Trascrivi senza modifiche la parte del brano sulla vicenda di Graziella Corrocher che va da "Graziella Corrocher svolse" a "di Roberto Calvi.", estremi inclusi.

__Brano citato__.
..........

Il blog non si occupa di cronaca, ma di tecniche di forensic accounting e fraud auditing.
Tuttavia, lo sanno bene gli osservatori più attenti, le vicende umane dei protagonisti si legano indissolubilmente e tragicamente ai dissesti economico-finanziari più gravi. Lo dimostrano i tanti episodi legati anche a fatti più recenti. Si pensi solo alle vicende relative al Monte dei Paschi di Siena o all'Ospedale San Raffaele di Milano.

Graziella Corrocher svolse con diligenza mansioni di enorme rilievo all'interno del Banco e, secondo i testimoni dell'epoca, fu "l'alter ego" del Presidente Roberto Calvi e in questa veste depositaria di tutto quel bagaglio di notizie, anche e soprattutto riservate, che, se conosciute, avrebbero probabilmente permesso di far luce su di una vicenda tanto intricata e complessa e forse anche sui particolari più controversi e misteriosi dell'omicidio di Roberto Calvi.

Tra qualche giorno il blog sarà in grado di produrre IN ESCLUSIVA l'intero fascicolo giudiziario relativo al suicidio della signora Teresa Graziella Corrocher.
Il tutto accompagnato da un autorevole ed importante commento curato da Carlo Calvi, figlio del banchiere Roberto Calvi.

..........

__Materiale fornito__.
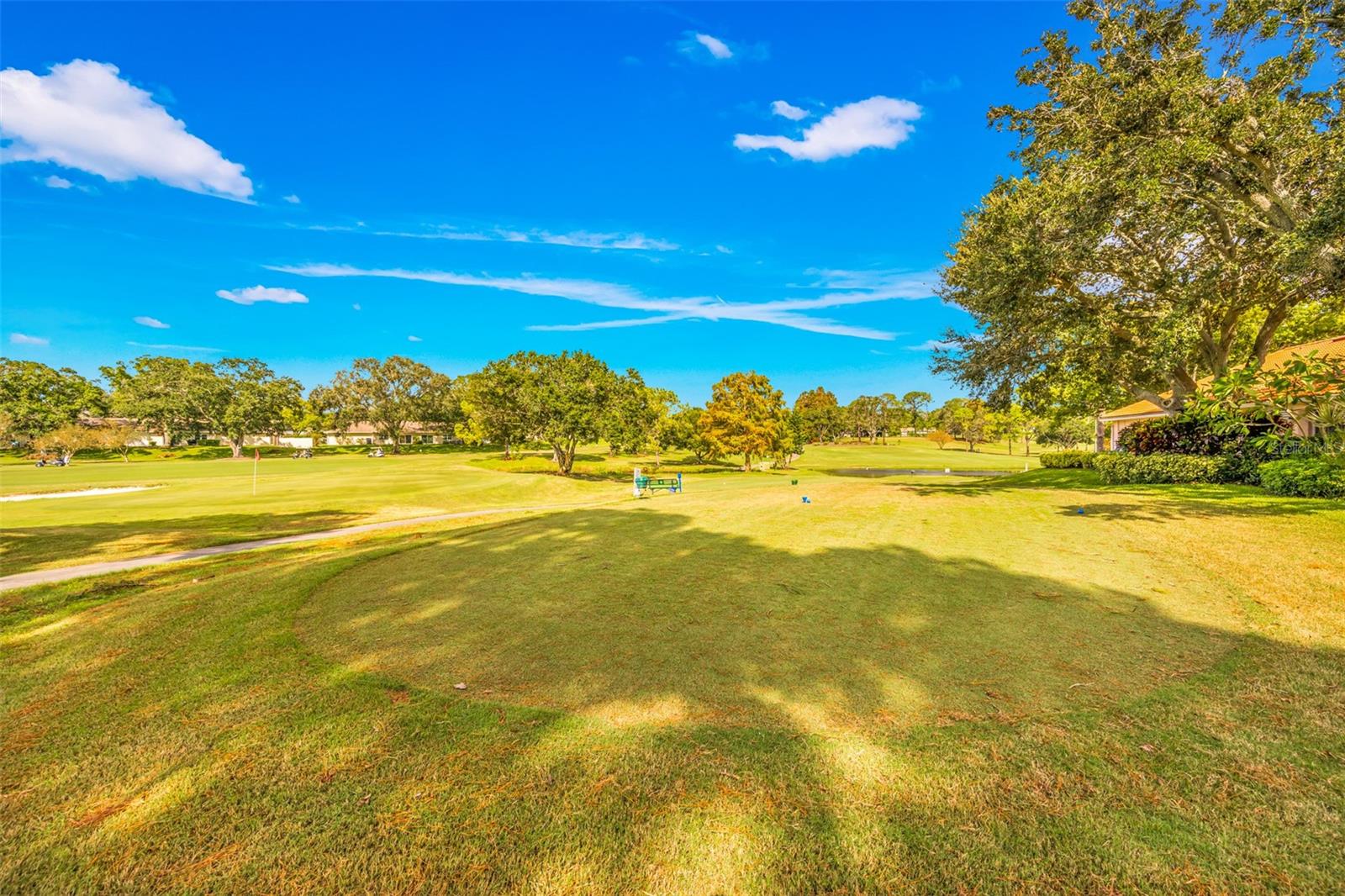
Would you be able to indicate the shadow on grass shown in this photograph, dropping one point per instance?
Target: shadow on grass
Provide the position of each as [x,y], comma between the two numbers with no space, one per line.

..........

__Risultato dell'esercizio__.
Graziella Corrocher svolse con diligenza mansioni di enorme rilievo all'interno del Banco e, secondo i testimoni dell'epoca, fu "l'alter ego" del Presidente Roberto Calvi e in questa veste depositaria di tutto quel bagaglio di notizie, anche e soprattutto riservate, che, se conosciute, avrebbero probabilmente permesso di far luce su di una vicenda tanto intricata e complessa e forse anche sui particolari più controversi e misteriosi dell'omicidio di Roberto Calvi.